■ **Given problem 1**: Please edit the passage of the plasma rocket article from "VASIMR works with" to "strong magnetic fields." so that "microwaves" stands in place of "radio waves".

■ **Page extract**:
SPACE.com Columnist Leonard David

Plasma Rocket Technology Receives NASA Funding Boost

Ad Astra Concept Art
An artist's concept depicts the Ad Astra plasma rocket. (Image credit: Ad Astra Rocket Company © all rights reserved)

A potential advancement in the United States' electric propulsion capability for the future of spaceflight is being underscored by a new NASA contract to support work on the VASIMR project – short for the Variable Specific Impulse Magnetoplasma Rocket.

VASIMR works with plasma, an electrically charged gas that can be heated to extreme temperatures by radio waves and controlled and guided by strong magnetic fields.

Ad Astra Rocket Company announced today that it has completed contract negotiations with NASA on the group's Next Space Technology Exploration Partnerships (NextSTEP) award and are now entering the execution phase of the project. [How to Launch Superfast Trips to Mars]

Long duration, high-power test

This diagram details how the VASIMR plasma rocket works. (Image credit: Ad Astra Rocket Company © all rights reserved)

Under the award, Ad Astra is to conduct a long duration, high-power test of an upgraded version of the VX-200 VASIMR prototype, the VX-200SS ("SS" for steady state), for a minimum of 100 hours continuously at a power level of 100 Kilowatts.

Testing will be conducted in Ad Astra's large, state-of-the-art vacuum chamber in the company's Webster, Texas facility.

"These experiments aim to demonstrate the engine's new proprietary core design and thermal control subsystem and to better estimate component lifetime," according to an Ad Astra Rocket Company press statement.

■ **Provided records**:
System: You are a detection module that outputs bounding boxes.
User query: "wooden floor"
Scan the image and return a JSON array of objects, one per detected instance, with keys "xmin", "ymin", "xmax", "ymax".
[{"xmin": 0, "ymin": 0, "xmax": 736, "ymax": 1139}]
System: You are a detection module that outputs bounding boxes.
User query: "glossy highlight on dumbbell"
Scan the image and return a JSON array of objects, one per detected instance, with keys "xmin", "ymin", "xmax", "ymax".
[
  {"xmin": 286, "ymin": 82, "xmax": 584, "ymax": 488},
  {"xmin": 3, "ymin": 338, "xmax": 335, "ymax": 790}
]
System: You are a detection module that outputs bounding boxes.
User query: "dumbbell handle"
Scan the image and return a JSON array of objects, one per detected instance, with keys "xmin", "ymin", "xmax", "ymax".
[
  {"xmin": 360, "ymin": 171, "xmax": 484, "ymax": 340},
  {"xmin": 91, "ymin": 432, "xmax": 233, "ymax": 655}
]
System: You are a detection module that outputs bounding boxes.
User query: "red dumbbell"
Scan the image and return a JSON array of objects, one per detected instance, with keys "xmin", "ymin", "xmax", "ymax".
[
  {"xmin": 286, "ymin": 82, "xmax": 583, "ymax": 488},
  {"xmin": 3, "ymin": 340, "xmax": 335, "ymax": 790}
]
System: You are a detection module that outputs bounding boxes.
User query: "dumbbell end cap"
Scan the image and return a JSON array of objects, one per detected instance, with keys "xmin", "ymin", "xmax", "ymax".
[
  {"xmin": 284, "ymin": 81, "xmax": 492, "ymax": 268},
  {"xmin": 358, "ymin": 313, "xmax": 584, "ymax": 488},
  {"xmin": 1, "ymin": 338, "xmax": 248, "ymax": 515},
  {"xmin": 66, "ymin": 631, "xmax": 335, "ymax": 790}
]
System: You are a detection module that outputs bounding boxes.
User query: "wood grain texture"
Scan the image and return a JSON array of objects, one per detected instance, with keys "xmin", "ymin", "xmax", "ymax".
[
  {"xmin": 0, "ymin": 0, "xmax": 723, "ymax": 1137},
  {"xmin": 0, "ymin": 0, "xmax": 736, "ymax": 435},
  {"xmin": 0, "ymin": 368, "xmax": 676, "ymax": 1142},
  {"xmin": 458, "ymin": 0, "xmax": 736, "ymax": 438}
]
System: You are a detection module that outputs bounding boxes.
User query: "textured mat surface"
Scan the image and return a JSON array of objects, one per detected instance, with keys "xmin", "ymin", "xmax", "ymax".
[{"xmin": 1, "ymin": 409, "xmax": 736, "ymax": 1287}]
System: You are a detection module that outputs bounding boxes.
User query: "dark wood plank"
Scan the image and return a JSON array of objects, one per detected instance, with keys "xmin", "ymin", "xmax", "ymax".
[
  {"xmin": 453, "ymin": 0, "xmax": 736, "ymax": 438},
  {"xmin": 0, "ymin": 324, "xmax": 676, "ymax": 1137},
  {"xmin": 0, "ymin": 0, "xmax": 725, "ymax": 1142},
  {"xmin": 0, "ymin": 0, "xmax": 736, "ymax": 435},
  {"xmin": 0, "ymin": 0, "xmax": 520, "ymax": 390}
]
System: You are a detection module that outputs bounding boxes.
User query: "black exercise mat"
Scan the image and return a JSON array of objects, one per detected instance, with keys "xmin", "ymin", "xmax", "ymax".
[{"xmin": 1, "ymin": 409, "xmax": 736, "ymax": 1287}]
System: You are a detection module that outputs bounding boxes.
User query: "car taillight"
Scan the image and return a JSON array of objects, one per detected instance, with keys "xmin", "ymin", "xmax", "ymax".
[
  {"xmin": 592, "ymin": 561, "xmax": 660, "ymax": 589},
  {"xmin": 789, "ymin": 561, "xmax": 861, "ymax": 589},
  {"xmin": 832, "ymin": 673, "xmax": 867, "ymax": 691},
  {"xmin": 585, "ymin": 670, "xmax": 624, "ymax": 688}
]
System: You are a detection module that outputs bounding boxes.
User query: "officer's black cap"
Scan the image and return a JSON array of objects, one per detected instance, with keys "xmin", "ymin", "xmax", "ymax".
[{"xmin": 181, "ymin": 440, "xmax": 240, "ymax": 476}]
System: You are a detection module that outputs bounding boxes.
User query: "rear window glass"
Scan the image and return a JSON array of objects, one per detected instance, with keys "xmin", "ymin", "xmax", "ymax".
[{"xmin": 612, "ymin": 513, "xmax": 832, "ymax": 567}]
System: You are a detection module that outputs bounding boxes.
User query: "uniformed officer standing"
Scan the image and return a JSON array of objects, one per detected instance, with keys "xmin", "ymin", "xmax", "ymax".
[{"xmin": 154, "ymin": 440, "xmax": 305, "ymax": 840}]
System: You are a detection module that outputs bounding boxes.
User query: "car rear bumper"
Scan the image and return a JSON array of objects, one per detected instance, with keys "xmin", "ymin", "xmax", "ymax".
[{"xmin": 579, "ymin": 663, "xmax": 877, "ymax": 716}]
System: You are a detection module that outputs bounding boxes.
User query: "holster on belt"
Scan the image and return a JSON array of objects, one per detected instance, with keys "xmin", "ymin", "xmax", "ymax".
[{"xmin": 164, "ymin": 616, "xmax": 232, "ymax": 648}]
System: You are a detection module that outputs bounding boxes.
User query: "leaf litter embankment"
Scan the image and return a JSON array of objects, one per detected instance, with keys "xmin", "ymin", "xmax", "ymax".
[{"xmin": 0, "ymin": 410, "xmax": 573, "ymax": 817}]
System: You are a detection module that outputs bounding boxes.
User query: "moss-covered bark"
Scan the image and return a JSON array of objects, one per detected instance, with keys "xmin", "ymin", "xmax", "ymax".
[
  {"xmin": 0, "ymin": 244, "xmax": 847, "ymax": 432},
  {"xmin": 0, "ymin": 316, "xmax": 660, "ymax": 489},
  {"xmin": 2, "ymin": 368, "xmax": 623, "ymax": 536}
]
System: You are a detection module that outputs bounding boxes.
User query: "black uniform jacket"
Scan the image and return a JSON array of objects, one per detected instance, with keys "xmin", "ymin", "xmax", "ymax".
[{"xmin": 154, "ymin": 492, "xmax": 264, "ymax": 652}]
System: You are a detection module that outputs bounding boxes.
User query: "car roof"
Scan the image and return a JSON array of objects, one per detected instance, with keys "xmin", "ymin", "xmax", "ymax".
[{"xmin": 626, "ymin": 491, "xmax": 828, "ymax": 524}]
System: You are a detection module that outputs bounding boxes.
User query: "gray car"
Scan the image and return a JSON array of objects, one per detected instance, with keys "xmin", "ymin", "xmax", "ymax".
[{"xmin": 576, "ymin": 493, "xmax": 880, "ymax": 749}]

■ **Given problem 2**: Show every line of the records that contains the word "black".

■ **Full answer 1**:
VASIMR works with plasma, an electrically charged gas that can be heated to extreme temperatures by microwaves and controlled and guided by strong magnetic fields.

■ **Full answer 2**:
User query: "black exercise mat"
User query: "officer's black cap"
User query: "black uniform jacket"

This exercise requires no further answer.